What you have to do = Repeat the whole listing word for word, skipping pictures.

::::::::

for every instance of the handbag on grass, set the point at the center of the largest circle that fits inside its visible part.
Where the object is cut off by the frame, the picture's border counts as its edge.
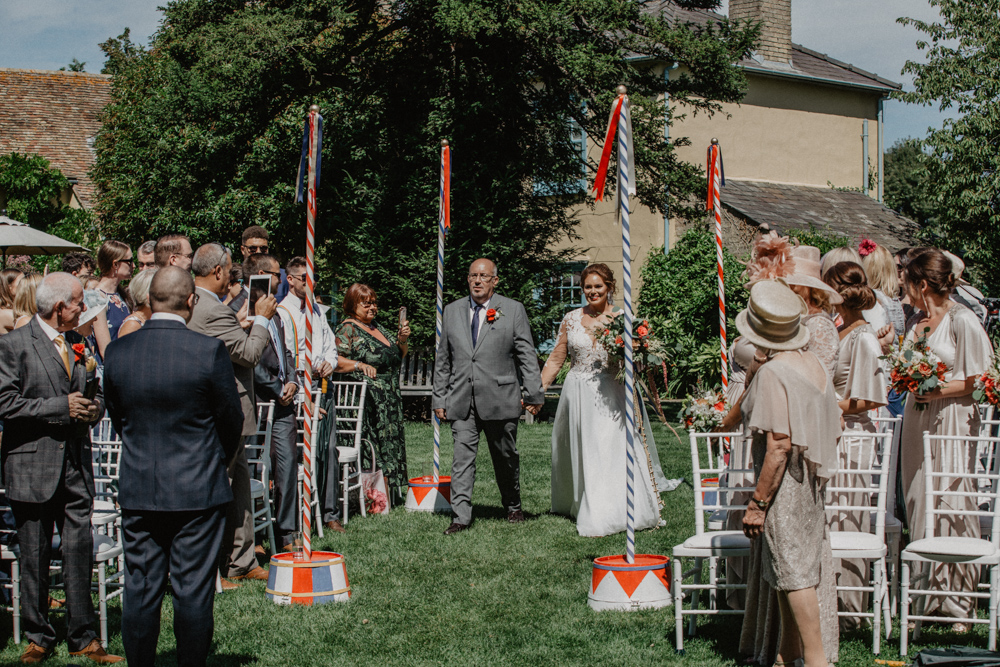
(374, 492)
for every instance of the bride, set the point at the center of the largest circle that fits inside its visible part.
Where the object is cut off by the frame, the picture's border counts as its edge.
(588, 437)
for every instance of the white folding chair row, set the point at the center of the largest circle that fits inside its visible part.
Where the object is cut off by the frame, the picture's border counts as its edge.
(859, 487)
(349, 408)
(709, 545)
(258, 458)
(951, 495)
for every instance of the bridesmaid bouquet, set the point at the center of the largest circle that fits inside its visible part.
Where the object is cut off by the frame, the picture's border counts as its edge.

::::::::

Expected answer =
for every instance of the handbag on grass, set the point at the center of the largest circle that fits inside its visible part.
Where the object is cut off by the frame, the picture's border counts as its edge.
(374, 492)
for every instance of the bride, set the point at the center of the largest circle that fits inside its visible part.
Where the object is cut off by the frame, the picture's border counts as its edge.
(588, 437)
for every instance of the white folding chair row, set the point at the center of the largest circle that fits inside its visible part.
Where the object is cut off by the frame, the picture's border counts as its edge.
(859, 487)
(349, 408)
(709, 545)
(258, 458)
(951, 495)
for every instance of the bridesmaid bouquet, set the point at the center of the largest circle that fits inside its visible part.
Where the object is cut off by the frame, the picture's border counts as its edge.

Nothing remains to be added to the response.